━━ DATASET RECORDS

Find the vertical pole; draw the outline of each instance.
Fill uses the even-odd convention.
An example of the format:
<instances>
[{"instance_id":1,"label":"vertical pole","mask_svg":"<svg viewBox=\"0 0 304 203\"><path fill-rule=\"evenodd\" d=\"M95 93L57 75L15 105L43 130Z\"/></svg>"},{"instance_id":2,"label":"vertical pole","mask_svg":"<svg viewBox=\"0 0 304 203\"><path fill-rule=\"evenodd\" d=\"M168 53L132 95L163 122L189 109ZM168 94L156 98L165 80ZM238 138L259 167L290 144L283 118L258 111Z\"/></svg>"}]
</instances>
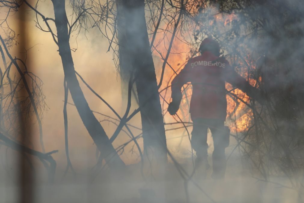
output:
<instances>
[{"instance_id":1,"label":"vertical pole","mask_svg":"<svg viewBox=\"0 0 304 203\"><path fill-rule=\"evenodd\" d=\"M17 14L19 15L19 19L20 19L19 30L19 34L18 39L19 43L18 45L19 50L18 51L20 53L24 52L25 48L27 47L27 31L26 19L27 18L26 12L26 8L24 4L20 8L19 11ZM27 61L28 61L30 60ZM30 68L31 65L29 65L28 68ZM29 72L30 70L28 70ZM28 96L26 91L24 88L18 93L19 97L22 98L23 97ZM22 103L20 102L21 107ZM22 109L22 108L21 108ZM25 115L25 113L22 112L22 109L19 112L19 126L21 129L20 131L20 135L19 137L20 138L21 144L24 146L26 146L28 143L32 143L32 141L31 131L30 125L26 125L26 123L31 122L25 121L26 117ZM19 202L20 203L34 203L34 183L33 180L33 171L31 168L29 163L32 162L31 156L28 156L25 153L21 152L19 153Z\"/></svg>"}]
</instances>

━━━━

# TASK
Retype the lines of every record above verbatim, leaving out the pictures.

# RESPONSE TO THIS TASK
Find the vertical pole; draw the outline of each instance.
Fill uses the even-odd convention.
An example of the format:
<instances>
[{"instance_id":1,"label":"vertical pole","mask_svg":"<svg viewBox=\"0 0 304 203\"><path fill-rule=\"evenodd\" d=\"M95 93L57 75L15 105L43 130Z\"/></svg>"},{"instance_id":2,"label":"vertical pole","mask_svg":"<svg viewBox=\"0 0 304 203\"><path fill-rule=\"evenodd\" d=\"M168 53L132 95L163 122L189 109ZM168 94L156 98L165 80ZM238 138L259 167L290 144L283 118L258 111Z\"/></svg>"}]
</instances>
output:
<instances>
[{"instance_id":1,"label":"vertical pole","mask_svg":"<svg viewBox=\"0 0 304 203\"><path fill-rule=\"evenodd\" d=\"M17 14L19 15L19 19L20 19L19 30L19 34L18 39L19 43L18 45L19 50L18 51L20 53L24 52L25 48L27 47L27 31L26 19L27 18L26 12L26 8L24 4L20 8L19 11ZM27 61L28 61L30 60ZM30 68L31 65L29 65L28 68ZM29 72L30 70L28 70ZM28 96L26 91L24 88L18 93L19 97L22 98L23 97ZM22 103L20 102L21 107ZM22 109L22 108L21 108ZM25 115L25 113L22 112L22 109L19 112L19 126L21 129L20 131L20 135L19 137L20 138L21 144L24 146L26 146L28 143L32 143L32 141L31 131L30 125L26 125L26 123L31 122L25 121L26 117ZM19 202L20 203L34 203L34 183L33 180L33 171L31 168L29 163L32 162L31 156L28 156L25 153L21 152L19 153Z\"/></svg>"}]
</instances>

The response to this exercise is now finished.